## start

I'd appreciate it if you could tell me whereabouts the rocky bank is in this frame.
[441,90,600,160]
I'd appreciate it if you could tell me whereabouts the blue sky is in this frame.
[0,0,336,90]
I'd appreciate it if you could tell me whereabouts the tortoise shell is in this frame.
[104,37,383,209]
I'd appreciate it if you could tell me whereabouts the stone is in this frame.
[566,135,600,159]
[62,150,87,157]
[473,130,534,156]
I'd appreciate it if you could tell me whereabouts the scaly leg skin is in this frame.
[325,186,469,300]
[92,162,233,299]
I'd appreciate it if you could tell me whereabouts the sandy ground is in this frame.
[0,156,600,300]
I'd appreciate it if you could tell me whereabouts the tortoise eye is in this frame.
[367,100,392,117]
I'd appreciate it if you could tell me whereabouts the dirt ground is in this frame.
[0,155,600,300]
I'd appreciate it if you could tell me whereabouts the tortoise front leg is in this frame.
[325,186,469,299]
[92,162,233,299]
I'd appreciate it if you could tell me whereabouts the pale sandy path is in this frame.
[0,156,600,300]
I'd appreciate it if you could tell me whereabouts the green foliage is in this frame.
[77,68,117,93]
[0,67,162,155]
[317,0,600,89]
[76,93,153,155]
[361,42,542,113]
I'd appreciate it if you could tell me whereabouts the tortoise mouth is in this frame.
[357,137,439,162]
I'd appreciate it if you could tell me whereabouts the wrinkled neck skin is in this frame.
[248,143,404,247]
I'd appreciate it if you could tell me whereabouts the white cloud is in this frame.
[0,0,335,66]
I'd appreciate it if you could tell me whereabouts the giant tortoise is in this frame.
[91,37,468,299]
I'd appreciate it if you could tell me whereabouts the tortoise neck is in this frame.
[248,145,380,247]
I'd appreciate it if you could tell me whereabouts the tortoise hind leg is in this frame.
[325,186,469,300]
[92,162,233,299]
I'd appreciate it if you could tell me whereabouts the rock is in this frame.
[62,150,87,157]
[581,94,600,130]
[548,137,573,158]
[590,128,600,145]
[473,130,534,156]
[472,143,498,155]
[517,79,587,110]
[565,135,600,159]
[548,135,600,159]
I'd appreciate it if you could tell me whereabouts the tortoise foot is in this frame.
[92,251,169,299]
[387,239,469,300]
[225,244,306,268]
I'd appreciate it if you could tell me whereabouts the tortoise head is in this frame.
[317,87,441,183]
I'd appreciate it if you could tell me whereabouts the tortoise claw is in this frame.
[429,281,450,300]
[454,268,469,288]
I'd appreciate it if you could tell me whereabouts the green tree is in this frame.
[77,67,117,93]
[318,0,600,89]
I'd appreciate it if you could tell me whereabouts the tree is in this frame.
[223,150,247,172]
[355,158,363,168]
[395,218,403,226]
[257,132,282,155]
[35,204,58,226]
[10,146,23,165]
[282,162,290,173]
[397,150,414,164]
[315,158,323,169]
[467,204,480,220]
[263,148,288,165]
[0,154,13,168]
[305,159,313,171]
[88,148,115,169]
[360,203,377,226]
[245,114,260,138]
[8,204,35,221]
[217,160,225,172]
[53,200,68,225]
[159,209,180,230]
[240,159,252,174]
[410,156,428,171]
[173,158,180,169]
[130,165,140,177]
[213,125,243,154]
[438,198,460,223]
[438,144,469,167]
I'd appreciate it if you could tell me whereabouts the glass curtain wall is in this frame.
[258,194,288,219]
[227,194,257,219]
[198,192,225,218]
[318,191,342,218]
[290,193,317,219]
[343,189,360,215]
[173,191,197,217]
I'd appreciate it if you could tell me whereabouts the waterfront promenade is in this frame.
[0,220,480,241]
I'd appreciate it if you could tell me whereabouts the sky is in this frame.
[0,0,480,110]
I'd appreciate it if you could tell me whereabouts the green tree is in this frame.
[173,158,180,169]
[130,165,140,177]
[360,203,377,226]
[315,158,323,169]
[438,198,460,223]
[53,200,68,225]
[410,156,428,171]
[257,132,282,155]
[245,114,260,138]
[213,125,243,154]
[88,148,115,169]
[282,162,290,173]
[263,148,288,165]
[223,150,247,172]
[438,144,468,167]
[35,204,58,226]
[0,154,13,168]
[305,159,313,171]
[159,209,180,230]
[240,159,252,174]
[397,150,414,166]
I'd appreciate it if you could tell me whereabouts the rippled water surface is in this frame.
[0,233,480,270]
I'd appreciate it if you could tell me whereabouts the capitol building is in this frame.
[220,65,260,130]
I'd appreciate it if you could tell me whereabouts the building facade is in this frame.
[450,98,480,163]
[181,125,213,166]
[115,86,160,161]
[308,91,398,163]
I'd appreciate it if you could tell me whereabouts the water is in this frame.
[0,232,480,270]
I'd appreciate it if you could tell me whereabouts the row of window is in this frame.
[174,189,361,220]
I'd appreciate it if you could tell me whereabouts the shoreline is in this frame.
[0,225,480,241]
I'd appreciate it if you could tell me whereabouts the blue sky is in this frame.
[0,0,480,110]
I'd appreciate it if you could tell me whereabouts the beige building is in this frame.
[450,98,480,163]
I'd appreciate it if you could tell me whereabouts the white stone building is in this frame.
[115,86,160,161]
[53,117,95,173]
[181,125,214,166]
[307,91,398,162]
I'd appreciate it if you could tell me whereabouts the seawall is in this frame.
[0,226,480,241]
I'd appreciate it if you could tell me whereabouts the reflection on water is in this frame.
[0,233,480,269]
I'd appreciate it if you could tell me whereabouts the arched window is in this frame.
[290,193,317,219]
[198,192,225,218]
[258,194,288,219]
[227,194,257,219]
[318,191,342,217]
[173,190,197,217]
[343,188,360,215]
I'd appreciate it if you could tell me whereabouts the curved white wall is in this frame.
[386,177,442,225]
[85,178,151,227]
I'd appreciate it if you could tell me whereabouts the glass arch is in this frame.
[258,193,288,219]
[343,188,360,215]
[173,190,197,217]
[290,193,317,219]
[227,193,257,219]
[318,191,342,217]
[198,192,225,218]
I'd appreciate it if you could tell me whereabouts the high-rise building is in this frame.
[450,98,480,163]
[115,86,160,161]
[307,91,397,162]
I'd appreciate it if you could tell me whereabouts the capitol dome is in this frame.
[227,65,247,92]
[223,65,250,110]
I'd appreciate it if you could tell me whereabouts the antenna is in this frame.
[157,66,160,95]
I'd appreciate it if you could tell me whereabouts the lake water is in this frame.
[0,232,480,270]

## end

Copy every line of the material above verbatim, from the first line to the last.

I'd appreciate it if you could tell me whereabouts the rocky bank is in this frame.
[441,90,600,160]
I'd appreciate it if you could tell me whereabouts the blue sky is in this frame.
[0,0,336,90]
I'd appreciate it if you could tell me whereabouts the tortoise shell is in this frame.
[104,37,383,209]
I'd appreciate it if you could tell me whereabouts the stone is in this frame.
[566,135,600,159]
[62,150,87,157]
[473,130,534,156]
I'd appreciate it if you could tell me whereabouts the scaly leg skin is in this frame.
[325,186,469,300]
[92,162,233,299]
I'd appreciate it if you could tell me whereabouts the sandy ground is in this frame.
[0,156,600,300]
I'd appreciate it if you could tell me whereabouts the tortoise eye is in this frame.
[367,100,392,117]
I'd appreciate it if you could tell me whereabouts the dirt ground is in this frame.
[0,155,600,300]
I'd appreciate it if you could tell me whereabouts the tortoise front leg is in this frame.
[325,186,469,299]
[92,162,233,299]
I'd appreciate it if you could tell me whereabouts the pale sandy path is in this frame.
[0,156,600,300]
I'd appreciate it if you could tell me whereabouts the green foliage is in this frame.
[77,68,117,93]
[0,67,162,155]
[317,0,600,89]
[76,93,153,155]
[361,42,542,113]
I'd appreciate it if you could tell me whereabouts the tortoise mouth is in this frame.
[357,137,439,162]
I'd appreciate it if you could tell me whereabouts the wrinkled neck skin is in this frame.
[248,143,404,247]
I'd appreciate it if you could tell me whereabouts the white cloud is in this frame.
[0,0,335,66]
I'd appreciate it if you could tell me whereabouts the giant tortoise is in this frame.
[91,37,468,299]
I'd appreciate it if you could tell me whereabouts the tortoise neck is in this frame.
[248,145,380,247]
I'd appreciate it if you could tell me whereabouts the tortoise hind leg is in this frame.
[325,186,469,300]
[92,162,233,299]
I'd appreciate it if you could tell me whereabouts the rock is in this frame.
[62,150,87,157]
[581,94,600,130]
[548,137,573,158]
[590,128,600,145]
[473,130,534,156]
[472,143,498,155]
[517,79,587,110]
[565,135,600,159]
[548,135,600,159]
I'd appreciate it if you could tell me whereabouts the tortoise foot is in this frame.
[92,251,169,299]
[387,239,469,300]
[225,244,306,268]
I'd appreciate it if you could tell me whereabouts the tortoise head is in this frame.
[317,87,441,183]
I'd appreciate it if you could tell me whereabouts the tortoise claw is in this frame.
[429,281,450,300]
[454,268,469,288]
I'd appreciate it if you could tell me whereabouts the green tree is in this frame.
[77,67,117,93]
[318,0,600,89]
I'd appreciate it if you could tell me whereabouts the tree is in this frame.
[223,150,247,172]
[355,158,363,168]
[395,218,403,226]
[257,132,282,155]
[35,204,58,226]
[10,146,23,165]
[282,162,290,173]
[397,150,414,164]
[315,158,323,169]
[467,204,480,220]
[263,148,288,165]
[0,154,13,168]
[305,159,313,171]
[88,148,115,169]
[360,203,377,226]
[245,114,260,138]
[8,204,35,221]
[217,160,225,172]
[53,200,68,225]
[159,209,180,230]
[240,159,252,174]
[410,156,428,171]
[173,158,180,169]
[130,165,140,177]
[213,125,243,154]
[438,198,460,223]
[438,144,469,167]
I'd appreciate it if you could tell me whereabouts the glass curtain wall is in this frame.
[258,194,288,219]
[227,194,257,219]
[198,192,225,218]
[318,191,342,218]
[290,193,317,219]
[343,189,360,215]
[173,191,197,217]
I'd appreciate it if you could tell me whereabouts the waterfront promenade is in this frame.
[0,220,480,241]
I'd appreciate it if you could tell me whereabouts the sky is in this frame.
[0,0,480,110]
I'd appreciate it if you could tell me whereabouts the green tree is in this frame.
[173,158,180,169]
[130,165,140,177]
[360,203,377,226]
[315,158,323,169]
[438,198,460,223]
[53,200,68,225]
[410,156,428,171]
[257,132,282,155]
[245,114,260,138]
[213,125,243,154]
[88,148,115,169]
[282,162,290,173]
[263,148,288,165]
[223,150,247,172]
[438,144,468,167]
[35,204,58,226]
[0,154,13,168]
[305,159,313,171]
[159,209,180,230]
[240,159,252,174]
[397,150,414,166]
I'd appreciate it if you could tell me whereabouts the rippled water surface is in this frame.
[0,233,480,270]
I'd appreciate it if you could tell me whereabouts the capitol building is in this frame.
[220,65,260,130]
I'd appreciate it if you could tell me whereabouts the building facade is in this frame.
[450,98,480,163]
[181,125,213,166]
[115,86,160,161]
[308,91,398,163]
I'd appreciate it if you could tell me whereabouts the water is in this frame.
[0,232,480,270]
I'd appreciate it if you could tell me whereabouts the row of window is in this frame.
[174,189,361,220]
I'd appreciate it if you could tell me whereabouts the shoreline is in this frame.
[0,225,480,241]
I'd appreciate it if you could tell me whereabouts the blue sky is in this frame.
[0,0,480,110]
I'd appreciate it if you could tell me whereabouts the beige building is in this frame.
[450,98,480,163]
I'd appreciate it if you could tell me whereabouts the white stone building is in this frame.
[115,86,160,161]
[53,117,95,173]
[181,125,214,166]
[307,91,398,162]
I'd appreciate it if you could tell me whereabouts the seawall is in this frame.
[0,226,480,241]
I'd appreciate it if you could tell me whereabouts the reflection on water is in this frame.
[0,233,480,269]
I'd appreciate it if you could tell me whereabouts the arched window is in this frame.
[290,193,317,219]
[198,192,225,218]
[258,194,288,219]
[227,194,257,219]
[318,191,342,217]
[173,190,197,217]
[343,188,360,215]
I'd appreciate it if you could tell me whereabouts the curved white wall is in this frame.
[386,177,442,225]
[85,178,151,227]
I'd appreciate it if you could tell me whereabouts the glass arch is in this frame.
[258,193,288,219]
[343,188,360,215]
[173,190,197,217]
[290,193,317,219]
[227,193,257,219]
[318,191,342,217]
[198,192,225,218]
I'd appreciate it if you could tell me whereabouts the high-rise building is in this frame.
[450,98,480,163]
[115,86,160,161]
[307,91,397,162]
I'd appreciate it if you could tell me whereabouts the capitol dome is in this frame.
[227,65,247,92]
[223,65,250,110]
I'd appreciate it if you could tell me whereabouts the antenna is in this frame.
[157,66,160,95]
I'd appreciate it if you could tell me whereabouts the lake water is in this frame.
[0,232,480,270]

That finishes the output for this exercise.